Location identification items:
┄┄┄┄┄┄

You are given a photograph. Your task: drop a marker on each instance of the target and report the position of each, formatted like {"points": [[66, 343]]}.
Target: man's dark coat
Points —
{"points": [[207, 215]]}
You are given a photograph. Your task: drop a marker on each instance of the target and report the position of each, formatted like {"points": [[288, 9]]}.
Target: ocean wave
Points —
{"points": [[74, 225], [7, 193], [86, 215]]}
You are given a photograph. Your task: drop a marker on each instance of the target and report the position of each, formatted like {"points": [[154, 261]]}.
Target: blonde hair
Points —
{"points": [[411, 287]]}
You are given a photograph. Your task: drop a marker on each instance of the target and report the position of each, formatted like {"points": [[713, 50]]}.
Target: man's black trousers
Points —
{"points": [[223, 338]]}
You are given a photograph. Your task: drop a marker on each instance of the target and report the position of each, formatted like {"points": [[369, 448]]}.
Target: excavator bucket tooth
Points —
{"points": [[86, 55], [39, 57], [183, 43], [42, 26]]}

┄┄┄┄┄┄

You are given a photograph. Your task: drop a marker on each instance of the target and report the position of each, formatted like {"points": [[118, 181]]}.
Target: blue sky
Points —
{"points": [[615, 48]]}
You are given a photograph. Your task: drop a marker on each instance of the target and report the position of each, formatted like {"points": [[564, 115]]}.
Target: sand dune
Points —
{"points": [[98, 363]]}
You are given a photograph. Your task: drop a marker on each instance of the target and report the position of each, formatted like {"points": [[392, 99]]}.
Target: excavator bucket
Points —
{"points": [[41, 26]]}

┄┄┄┄┄┄

**Requirement**
Find every line above that contains the word "excavator" and copy each of those lines. Letter case counts.

**Output for this exercise**
Target: excavator bucket tooth
Target: excavator bucket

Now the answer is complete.